SET EXERCISE: From the listing below, gather every line that contains the string "spray" and copy each of those lines.

RECORD LIST:

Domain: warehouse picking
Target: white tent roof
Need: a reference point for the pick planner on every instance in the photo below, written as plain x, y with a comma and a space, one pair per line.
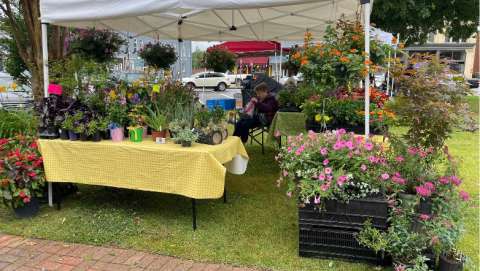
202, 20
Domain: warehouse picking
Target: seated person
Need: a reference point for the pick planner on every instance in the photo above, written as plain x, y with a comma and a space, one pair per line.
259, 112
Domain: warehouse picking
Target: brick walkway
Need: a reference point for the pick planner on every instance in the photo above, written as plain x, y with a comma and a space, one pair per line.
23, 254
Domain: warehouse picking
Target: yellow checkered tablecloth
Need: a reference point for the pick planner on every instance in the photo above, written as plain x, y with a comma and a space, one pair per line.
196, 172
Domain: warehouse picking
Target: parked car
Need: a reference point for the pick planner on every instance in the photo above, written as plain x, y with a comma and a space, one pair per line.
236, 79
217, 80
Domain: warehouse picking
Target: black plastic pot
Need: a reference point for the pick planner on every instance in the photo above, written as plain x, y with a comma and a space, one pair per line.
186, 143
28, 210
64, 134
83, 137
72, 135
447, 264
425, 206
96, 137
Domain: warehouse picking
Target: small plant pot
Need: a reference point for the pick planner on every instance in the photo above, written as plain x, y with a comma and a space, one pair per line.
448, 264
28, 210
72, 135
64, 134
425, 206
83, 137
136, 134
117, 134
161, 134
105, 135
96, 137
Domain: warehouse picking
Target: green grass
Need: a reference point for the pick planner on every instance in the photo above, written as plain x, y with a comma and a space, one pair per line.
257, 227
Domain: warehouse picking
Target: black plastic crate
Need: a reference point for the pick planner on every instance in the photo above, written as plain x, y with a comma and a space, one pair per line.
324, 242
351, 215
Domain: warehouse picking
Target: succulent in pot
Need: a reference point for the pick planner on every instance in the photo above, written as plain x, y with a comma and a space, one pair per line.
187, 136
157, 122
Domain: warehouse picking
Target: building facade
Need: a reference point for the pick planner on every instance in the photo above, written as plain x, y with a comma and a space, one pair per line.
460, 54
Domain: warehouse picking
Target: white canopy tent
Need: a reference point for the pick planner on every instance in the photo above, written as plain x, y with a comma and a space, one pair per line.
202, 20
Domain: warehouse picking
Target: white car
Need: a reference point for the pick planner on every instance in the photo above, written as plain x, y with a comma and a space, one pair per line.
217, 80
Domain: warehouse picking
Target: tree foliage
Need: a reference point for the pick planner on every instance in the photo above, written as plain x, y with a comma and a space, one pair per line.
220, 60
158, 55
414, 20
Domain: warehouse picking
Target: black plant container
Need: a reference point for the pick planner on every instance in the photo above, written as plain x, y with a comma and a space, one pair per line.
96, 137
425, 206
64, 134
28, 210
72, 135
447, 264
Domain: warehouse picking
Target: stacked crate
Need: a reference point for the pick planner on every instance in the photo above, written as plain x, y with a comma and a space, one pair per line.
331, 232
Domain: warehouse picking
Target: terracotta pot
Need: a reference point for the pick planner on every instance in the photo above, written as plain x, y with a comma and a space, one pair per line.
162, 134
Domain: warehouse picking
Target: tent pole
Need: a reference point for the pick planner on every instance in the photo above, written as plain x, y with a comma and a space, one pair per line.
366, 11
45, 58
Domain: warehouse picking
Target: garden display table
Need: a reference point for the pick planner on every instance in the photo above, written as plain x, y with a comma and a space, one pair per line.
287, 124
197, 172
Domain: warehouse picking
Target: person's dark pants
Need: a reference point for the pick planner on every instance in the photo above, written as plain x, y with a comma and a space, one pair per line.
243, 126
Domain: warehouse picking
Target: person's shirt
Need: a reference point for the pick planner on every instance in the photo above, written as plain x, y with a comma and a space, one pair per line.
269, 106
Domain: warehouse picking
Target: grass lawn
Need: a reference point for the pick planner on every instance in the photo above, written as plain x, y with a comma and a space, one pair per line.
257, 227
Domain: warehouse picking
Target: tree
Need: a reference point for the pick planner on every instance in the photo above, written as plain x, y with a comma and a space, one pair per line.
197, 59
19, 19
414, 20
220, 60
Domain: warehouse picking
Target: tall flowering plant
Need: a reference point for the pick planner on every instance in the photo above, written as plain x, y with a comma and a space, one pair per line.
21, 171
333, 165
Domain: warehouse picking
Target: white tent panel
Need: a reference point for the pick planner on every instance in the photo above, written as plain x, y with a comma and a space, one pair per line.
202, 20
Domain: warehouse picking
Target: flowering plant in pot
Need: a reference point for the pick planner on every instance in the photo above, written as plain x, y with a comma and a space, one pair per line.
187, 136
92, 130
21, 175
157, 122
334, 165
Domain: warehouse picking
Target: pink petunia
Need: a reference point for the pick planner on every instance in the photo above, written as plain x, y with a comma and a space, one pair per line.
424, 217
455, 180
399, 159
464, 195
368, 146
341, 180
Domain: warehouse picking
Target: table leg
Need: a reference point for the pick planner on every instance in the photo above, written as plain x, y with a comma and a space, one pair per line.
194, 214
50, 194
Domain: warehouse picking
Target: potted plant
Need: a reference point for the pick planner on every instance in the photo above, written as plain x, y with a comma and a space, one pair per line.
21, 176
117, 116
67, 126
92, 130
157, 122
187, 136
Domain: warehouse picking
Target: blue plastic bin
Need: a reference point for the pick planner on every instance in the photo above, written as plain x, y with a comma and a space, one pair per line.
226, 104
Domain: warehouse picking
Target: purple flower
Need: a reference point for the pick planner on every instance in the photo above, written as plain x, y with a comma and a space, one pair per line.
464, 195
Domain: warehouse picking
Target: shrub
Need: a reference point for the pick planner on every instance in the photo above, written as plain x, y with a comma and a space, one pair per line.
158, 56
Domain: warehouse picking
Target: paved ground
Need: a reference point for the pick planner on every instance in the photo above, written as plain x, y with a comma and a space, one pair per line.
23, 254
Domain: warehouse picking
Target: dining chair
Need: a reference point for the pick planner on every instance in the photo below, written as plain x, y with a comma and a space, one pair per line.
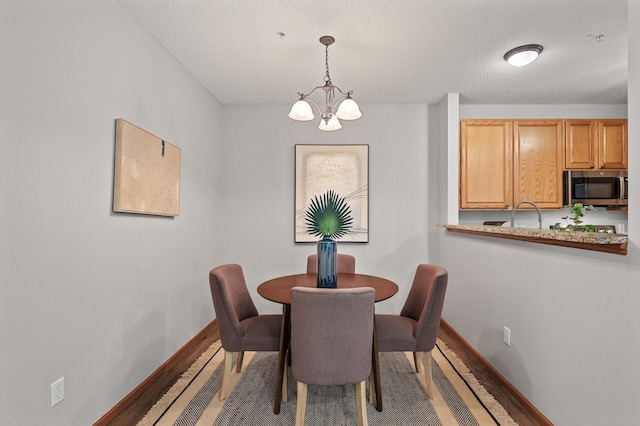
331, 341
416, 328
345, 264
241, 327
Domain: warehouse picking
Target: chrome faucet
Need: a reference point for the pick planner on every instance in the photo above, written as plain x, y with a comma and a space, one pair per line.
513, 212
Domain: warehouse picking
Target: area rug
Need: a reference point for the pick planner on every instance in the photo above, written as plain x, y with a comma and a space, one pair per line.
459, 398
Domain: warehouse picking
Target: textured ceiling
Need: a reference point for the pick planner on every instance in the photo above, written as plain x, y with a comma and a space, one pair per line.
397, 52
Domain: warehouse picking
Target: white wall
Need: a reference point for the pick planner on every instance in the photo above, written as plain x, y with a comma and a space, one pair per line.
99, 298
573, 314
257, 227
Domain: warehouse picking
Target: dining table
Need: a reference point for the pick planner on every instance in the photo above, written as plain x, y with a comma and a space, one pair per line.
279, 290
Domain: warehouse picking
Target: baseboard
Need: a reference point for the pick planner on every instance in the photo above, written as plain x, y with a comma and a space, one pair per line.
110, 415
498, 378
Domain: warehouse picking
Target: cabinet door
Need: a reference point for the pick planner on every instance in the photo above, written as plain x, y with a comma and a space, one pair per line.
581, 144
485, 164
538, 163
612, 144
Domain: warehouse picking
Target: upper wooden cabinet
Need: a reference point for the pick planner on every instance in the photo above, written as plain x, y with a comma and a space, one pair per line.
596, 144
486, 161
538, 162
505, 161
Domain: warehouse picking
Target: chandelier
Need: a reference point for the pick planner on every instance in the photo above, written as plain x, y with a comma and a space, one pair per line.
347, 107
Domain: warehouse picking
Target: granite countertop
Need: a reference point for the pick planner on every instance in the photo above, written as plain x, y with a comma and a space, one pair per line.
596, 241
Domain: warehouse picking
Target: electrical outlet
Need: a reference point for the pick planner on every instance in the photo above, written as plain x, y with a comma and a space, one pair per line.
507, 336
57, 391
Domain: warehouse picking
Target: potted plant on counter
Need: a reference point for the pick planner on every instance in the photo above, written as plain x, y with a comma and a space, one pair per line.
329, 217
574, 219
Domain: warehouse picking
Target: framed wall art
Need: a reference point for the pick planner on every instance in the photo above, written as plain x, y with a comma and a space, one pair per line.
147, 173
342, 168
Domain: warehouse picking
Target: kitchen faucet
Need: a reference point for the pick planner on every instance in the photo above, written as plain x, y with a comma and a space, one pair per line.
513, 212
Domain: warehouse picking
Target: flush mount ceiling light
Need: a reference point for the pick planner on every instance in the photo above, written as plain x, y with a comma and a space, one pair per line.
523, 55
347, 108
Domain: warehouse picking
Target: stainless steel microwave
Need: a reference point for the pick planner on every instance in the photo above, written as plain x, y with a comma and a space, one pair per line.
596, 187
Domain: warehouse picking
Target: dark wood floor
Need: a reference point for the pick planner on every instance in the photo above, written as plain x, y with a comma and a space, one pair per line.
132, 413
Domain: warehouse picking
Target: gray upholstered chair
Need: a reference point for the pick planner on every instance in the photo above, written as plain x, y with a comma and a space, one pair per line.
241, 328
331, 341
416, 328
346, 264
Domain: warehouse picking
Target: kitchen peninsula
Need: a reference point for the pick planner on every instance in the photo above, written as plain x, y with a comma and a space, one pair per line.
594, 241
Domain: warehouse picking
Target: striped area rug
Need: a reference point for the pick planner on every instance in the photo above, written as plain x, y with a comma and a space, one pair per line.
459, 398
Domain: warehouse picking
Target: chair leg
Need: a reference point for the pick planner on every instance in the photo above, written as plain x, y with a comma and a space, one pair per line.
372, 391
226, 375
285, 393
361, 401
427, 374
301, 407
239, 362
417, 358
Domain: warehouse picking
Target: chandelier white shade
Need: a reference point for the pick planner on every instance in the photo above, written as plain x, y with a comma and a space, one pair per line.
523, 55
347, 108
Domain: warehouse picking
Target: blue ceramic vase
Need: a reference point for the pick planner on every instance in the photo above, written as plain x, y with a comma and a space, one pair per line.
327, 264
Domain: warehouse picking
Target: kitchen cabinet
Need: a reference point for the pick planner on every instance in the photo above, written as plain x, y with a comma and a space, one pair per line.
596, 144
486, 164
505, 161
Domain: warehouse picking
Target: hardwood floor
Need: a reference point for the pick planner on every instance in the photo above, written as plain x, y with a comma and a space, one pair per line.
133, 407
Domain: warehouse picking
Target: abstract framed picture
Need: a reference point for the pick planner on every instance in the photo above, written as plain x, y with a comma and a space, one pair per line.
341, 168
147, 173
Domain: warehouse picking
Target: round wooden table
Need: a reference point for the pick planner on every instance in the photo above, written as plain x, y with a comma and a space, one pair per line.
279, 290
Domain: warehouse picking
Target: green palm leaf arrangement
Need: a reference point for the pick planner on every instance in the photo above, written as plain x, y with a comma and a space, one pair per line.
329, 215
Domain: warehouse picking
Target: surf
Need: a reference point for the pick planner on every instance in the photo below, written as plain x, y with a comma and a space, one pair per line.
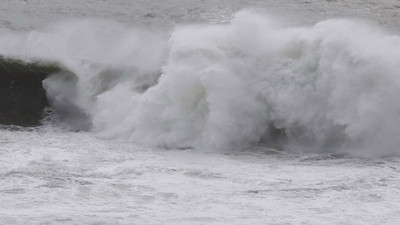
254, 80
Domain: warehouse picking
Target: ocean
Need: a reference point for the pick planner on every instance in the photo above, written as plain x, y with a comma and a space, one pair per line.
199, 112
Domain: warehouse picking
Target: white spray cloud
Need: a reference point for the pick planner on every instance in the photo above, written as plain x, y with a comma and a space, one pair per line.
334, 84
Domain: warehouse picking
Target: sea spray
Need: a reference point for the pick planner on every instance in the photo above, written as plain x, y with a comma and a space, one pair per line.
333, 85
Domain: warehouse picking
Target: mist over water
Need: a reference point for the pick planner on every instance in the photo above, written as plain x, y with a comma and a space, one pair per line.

SOLVED PROBLEM:
Target: white spray cloud
Target: sea spray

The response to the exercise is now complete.